(Given request): Give every line of the records below as a JSON list of strings, one string per line, with blank lines left out. Omit the pictures.
━━ Data excerpts ━━
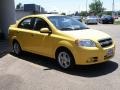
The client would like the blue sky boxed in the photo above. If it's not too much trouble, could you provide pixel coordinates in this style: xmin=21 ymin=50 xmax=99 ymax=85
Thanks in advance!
xmin=15 ymin=0 xmax=120 ymax=13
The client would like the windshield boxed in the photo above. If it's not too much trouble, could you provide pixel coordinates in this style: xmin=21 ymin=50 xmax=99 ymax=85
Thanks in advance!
xmin=48 ymin=16 xmax=88 ymax=31
xmin=88 ymin=16 xmax=97 ymax=18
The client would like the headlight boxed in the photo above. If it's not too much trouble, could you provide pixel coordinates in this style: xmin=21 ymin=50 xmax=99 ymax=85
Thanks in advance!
xmin=75 ymin=39 xmax=96 ymax=47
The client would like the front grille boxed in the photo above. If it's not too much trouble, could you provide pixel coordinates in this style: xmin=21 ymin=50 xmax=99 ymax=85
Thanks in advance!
xmin=98 ymin=38 xmax=113 ymax=47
━━━
(Worked answer):
[
  "The client would like the blue sky boxed in the photo above. If it's not too much trouble, could you provide pixel coordinates in this style: xmin=21 ymin=50 xmax=99 ymax=85",
  "Thanks in advance!",
  "xmin=15 ymin=0 xmax=120 ymax=13",
  "The client would like the windshield boxed in the photo above. If it's not too much trouble, could you provide pixel coordinates in this style: xmin=21 ymin=50 xmax=99 ymax=85",
  "Thanks in advance!",
  "xmin=48 ymin=16 xmax=88 ymax=31",
  "xmin=88 ymin=16 xmax=97 ymax=18",
  "The client would like the headlight boxed in the photo above. If it's not too much trouble, could you provide pixel coordinates in this style: xmin=21 ymin=50 xmax=99 ymax=85",
  "Thanks in advance!",
  "xmin=75 ymin=39 xmax=96 ymax=47",
  "The client would like the front grille boxed in the photo above. If it's not too much trouble, could you provide pixel coordinates in this style: xmin=21 ymin=50 xmax=99 ymax=85",
  "Thanks in advance!",
  "xmin=98 ymin=38 xmax=113 ymax=47"
]